__Supplied information__
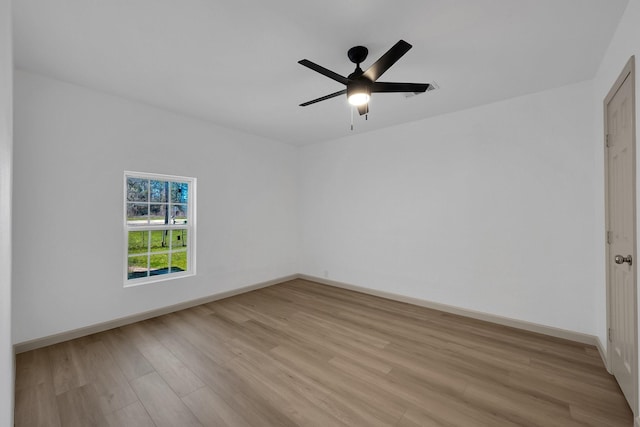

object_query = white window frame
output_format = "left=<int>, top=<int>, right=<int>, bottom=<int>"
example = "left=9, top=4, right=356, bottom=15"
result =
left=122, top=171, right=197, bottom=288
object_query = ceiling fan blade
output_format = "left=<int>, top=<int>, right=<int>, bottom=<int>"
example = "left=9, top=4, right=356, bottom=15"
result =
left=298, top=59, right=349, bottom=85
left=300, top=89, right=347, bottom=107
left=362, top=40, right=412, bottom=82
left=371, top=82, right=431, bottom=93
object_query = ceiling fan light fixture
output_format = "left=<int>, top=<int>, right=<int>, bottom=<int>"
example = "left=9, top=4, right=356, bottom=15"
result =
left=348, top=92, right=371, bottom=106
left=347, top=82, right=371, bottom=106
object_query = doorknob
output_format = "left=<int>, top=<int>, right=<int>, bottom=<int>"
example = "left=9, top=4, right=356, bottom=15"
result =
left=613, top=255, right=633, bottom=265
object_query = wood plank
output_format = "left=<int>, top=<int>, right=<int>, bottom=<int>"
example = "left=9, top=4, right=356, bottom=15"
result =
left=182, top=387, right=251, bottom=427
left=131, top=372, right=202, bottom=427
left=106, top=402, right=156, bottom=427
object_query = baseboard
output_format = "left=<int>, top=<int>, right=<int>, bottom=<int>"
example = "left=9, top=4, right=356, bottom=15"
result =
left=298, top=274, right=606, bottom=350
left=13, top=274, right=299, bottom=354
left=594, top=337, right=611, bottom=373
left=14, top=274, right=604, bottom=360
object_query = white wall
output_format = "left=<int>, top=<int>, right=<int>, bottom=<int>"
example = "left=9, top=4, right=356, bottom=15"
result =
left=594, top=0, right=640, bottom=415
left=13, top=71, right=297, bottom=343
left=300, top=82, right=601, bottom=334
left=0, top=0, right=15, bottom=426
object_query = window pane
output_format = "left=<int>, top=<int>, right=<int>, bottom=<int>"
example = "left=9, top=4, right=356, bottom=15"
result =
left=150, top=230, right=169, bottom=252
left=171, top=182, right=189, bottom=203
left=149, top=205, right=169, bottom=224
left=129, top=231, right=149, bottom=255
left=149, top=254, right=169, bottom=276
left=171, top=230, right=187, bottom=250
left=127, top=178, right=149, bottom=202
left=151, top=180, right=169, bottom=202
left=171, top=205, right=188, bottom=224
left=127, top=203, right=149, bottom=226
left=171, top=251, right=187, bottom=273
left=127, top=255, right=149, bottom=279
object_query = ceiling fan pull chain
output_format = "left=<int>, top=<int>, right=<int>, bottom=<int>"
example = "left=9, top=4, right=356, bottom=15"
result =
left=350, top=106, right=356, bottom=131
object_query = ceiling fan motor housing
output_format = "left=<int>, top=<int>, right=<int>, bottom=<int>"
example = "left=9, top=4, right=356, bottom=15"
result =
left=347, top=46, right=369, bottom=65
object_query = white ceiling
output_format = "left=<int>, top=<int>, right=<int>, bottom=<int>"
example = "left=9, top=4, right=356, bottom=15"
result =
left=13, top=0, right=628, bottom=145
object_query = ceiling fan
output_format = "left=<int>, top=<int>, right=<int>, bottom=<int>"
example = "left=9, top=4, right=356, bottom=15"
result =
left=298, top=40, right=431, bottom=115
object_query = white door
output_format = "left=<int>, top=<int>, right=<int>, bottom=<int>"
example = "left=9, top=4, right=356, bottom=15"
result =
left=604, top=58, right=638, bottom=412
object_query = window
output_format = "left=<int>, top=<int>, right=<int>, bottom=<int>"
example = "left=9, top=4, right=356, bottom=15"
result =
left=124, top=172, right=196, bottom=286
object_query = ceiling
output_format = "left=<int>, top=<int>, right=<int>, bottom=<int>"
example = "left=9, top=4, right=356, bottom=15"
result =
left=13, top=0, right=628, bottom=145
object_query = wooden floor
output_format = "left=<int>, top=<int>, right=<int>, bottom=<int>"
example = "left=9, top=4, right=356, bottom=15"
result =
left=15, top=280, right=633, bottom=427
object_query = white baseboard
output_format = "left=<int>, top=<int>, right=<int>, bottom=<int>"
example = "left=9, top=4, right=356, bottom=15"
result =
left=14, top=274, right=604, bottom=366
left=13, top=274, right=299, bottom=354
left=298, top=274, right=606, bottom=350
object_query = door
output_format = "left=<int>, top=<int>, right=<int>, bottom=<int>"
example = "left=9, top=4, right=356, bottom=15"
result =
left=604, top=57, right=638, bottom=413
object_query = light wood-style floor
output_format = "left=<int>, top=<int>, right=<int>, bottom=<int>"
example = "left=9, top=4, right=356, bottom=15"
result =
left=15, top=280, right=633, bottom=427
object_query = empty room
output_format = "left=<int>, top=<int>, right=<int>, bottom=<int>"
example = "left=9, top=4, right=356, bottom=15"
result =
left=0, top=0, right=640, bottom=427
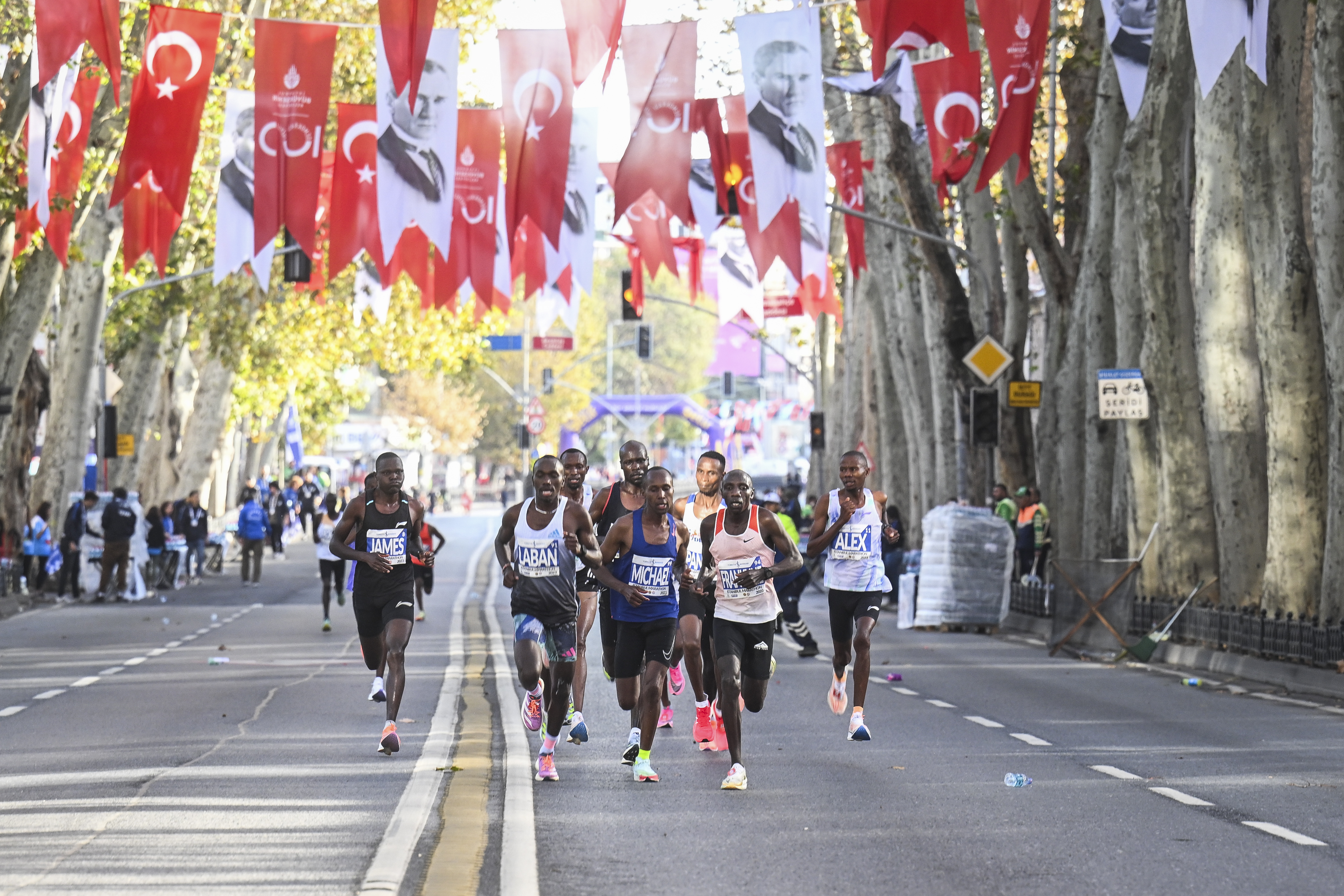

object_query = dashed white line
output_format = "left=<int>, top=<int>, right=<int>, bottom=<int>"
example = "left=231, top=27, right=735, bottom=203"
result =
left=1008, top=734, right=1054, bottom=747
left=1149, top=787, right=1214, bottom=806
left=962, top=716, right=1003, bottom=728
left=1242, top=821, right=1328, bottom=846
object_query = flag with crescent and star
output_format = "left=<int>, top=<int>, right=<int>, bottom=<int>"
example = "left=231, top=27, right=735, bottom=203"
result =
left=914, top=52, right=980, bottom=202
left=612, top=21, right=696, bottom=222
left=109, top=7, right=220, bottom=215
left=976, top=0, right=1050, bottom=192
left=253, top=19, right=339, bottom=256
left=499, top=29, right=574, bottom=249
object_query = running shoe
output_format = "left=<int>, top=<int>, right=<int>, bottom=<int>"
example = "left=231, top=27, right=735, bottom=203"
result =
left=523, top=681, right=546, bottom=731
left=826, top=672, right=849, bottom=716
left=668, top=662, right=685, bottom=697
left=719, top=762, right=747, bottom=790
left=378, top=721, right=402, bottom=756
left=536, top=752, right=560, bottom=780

--

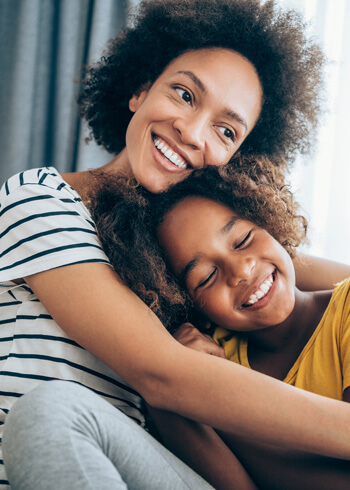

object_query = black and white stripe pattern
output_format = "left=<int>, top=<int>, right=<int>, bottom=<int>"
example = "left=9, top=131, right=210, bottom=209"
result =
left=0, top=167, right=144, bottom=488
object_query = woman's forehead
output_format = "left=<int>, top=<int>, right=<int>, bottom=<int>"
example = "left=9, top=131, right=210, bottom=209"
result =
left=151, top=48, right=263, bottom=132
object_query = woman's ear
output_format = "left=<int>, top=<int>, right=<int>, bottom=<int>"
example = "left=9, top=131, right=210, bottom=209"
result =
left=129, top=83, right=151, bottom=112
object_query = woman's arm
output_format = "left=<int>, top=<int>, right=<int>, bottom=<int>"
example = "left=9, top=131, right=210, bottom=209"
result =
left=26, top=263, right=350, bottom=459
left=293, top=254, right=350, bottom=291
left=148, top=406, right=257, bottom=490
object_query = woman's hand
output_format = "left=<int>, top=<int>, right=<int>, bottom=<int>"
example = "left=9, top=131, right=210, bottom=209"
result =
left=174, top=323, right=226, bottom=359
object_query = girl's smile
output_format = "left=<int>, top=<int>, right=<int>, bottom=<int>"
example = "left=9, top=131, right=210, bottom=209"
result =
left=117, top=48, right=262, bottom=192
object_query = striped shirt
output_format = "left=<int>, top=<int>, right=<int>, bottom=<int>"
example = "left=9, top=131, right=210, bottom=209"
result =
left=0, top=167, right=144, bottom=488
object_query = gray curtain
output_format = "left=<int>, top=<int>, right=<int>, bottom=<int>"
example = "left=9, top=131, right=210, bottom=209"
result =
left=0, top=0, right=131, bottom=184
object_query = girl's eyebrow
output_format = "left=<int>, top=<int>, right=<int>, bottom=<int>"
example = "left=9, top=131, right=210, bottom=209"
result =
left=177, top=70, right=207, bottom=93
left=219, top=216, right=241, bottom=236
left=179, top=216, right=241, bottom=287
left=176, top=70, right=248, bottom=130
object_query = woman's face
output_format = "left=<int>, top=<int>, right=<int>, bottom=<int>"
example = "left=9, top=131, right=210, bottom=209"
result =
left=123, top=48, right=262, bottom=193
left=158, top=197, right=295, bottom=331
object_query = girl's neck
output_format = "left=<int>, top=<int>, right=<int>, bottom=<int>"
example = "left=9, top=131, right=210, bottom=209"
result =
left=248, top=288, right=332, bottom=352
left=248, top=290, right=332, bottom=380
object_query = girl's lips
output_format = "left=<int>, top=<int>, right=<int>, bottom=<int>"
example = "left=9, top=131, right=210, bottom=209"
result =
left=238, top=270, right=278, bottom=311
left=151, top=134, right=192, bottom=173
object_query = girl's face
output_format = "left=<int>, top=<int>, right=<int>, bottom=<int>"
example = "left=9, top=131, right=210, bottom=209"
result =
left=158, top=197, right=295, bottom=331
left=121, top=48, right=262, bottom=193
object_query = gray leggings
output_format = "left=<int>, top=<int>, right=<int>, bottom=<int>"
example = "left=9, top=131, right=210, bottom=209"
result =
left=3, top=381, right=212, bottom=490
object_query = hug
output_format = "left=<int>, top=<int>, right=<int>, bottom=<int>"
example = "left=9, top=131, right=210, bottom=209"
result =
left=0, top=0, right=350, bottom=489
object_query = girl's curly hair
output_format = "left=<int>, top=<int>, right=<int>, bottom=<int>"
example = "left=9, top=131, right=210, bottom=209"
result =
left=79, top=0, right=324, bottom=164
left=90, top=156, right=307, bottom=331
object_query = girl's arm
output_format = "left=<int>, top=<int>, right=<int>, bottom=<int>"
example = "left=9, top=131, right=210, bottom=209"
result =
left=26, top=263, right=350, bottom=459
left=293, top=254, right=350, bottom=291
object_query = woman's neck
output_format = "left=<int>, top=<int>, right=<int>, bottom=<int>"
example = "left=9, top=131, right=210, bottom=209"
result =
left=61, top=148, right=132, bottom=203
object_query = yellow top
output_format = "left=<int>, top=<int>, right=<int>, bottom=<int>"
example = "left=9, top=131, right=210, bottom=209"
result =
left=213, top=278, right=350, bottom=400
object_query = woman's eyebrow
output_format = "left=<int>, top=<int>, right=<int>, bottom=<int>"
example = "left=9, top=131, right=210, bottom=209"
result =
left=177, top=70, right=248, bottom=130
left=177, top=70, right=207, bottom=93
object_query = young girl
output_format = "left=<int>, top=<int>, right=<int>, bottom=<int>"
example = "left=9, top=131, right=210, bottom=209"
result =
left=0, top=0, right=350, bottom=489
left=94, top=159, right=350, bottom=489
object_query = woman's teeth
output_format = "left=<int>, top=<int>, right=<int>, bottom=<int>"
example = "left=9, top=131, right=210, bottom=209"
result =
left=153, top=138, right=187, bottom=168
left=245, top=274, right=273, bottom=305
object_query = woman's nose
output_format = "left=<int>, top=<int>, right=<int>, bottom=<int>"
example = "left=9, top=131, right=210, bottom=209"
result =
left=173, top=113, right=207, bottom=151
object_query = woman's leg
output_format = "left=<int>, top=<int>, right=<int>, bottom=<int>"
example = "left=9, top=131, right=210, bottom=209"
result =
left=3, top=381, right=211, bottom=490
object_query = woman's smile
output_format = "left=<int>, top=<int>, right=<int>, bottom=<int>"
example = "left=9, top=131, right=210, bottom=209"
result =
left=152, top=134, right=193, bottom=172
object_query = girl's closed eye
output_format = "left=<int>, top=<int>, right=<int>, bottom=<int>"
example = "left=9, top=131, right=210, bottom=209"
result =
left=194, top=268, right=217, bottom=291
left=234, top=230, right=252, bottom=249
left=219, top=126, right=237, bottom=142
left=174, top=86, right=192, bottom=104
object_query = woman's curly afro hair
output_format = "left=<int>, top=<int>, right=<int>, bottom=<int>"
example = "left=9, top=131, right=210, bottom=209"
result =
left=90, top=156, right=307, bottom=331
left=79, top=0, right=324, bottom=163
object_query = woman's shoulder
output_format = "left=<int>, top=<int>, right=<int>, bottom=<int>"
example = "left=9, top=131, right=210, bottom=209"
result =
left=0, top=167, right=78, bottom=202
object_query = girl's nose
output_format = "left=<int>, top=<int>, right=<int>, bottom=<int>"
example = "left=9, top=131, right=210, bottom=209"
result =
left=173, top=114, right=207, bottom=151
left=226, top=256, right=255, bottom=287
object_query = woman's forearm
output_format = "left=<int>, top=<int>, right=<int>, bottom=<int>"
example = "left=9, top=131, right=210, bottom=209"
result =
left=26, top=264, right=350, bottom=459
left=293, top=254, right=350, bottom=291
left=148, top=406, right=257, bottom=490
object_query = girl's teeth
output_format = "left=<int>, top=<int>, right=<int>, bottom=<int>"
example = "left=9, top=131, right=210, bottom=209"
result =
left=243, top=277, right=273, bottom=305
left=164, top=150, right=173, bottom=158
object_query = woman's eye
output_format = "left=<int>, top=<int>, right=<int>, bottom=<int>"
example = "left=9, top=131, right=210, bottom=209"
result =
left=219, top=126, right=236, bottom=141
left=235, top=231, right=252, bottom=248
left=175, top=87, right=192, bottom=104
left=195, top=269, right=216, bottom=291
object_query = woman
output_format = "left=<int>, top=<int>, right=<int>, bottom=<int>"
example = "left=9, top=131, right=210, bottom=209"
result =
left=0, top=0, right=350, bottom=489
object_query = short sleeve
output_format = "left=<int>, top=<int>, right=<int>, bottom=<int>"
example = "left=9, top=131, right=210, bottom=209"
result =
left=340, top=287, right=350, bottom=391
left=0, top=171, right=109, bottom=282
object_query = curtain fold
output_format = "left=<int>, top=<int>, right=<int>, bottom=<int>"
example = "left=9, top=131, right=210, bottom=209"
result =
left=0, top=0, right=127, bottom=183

---

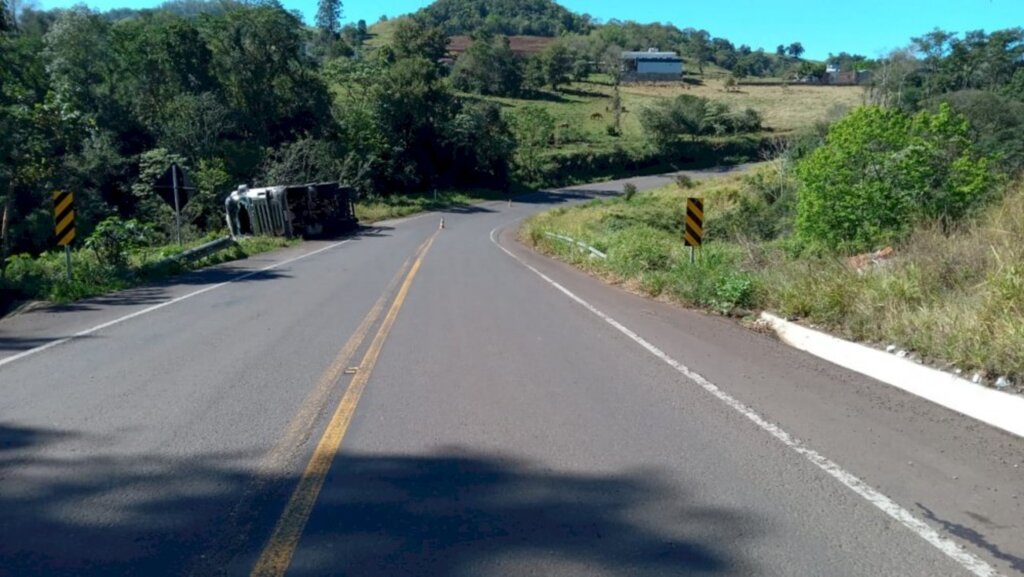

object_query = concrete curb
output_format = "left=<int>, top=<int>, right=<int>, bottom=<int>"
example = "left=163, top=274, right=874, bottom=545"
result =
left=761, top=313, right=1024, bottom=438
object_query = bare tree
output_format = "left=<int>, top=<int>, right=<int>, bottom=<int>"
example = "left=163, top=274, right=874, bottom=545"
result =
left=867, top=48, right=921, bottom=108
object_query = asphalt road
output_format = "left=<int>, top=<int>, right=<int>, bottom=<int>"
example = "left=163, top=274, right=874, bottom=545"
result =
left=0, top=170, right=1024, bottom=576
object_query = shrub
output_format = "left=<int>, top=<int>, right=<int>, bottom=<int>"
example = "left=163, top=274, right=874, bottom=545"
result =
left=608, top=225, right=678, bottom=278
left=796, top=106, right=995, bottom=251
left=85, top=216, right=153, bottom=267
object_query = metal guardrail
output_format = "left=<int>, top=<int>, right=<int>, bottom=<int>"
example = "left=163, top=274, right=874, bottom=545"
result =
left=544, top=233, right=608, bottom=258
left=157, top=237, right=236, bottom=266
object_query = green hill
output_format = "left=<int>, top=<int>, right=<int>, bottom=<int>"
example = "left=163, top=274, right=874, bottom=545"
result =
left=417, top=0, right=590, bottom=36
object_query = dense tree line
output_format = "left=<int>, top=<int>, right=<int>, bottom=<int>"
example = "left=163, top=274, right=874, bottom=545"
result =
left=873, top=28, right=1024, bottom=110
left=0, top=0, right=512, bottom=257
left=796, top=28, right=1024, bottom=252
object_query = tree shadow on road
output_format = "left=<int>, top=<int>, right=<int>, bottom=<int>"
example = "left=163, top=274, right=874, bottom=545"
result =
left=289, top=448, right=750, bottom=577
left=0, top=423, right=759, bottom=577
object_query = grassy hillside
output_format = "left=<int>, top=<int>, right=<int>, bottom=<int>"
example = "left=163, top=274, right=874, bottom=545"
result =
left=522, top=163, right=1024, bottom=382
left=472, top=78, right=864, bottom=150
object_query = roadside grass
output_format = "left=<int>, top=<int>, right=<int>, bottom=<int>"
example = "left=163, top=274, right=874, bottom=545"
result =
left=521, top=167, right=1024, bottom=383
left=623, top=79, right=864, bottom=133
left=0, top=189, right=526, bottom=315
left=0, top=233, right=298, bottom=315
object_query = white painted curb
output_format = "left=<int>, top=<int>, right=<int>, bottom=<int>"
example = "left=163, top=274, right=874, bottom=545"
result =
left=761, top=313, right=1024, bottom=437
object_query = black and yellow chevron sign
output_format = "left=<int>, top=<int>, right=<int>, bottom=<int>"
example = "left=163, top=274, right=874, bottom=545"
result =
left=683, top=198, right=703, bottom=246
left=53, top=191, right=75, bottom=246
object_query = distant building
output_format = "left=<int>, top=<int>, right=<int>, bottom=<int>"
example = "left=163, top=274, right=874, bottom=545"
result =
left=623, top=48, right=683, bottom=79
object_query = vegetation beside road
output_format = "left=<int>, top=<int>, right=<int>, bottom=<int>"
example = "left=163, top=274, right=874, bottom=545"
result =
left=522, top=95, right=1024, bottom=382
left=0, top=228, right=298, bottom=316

__Task description__
Format everything from the line containing "object_query = shrub" down to the line containing "left=796, top=28, right=1024, bottom=252", both lines included, as a two-column CSV headed input,output. Give one row per item, with its text in input and its answer in output, each field quoted and with line breaks replaced by spaces.

__Reply to the exercise__
input,output
"object_query = shrub output_format = ""left=<int>, top=<int>, right=<int>, bottom=<int>"" example = ""left=163, top=274, right=874, bottom=545"" result =","left=608, top=225, right=678, bottom=278 left=796, top=106, right=995, bottom=251 left=85, top=216, right=153, bottom=267"
"object_query = metal guardrail output_format = ""left=<int>, top=<int>, right=<int>, bottom=<int>"" example = ""left=163, top=274, right=874, bottom=545"" result =","left=544, top=233, right=608, bottom=258 left=157, top=237, right=236, bottom=266"
"object_query = green hill output_format = ""left=<int>, top=<int>, right=<int>, bottom=<int>"" example = ""left=163, top=274, right=874, bottom=545"" result =","left=417, top=0, right=590, bottom=36"
"object_query = dense tree line output_format = ""left=<int>, top=<int>, right=<int>, bottom=<int>"" example = ""left=163, top=274, right=874, bottom=545"" result =","left=873, top=28, right=1024, bottom=110 left=0, top=0, right=512, bottom=257 left=796, top=28, right=1024, bottom=252"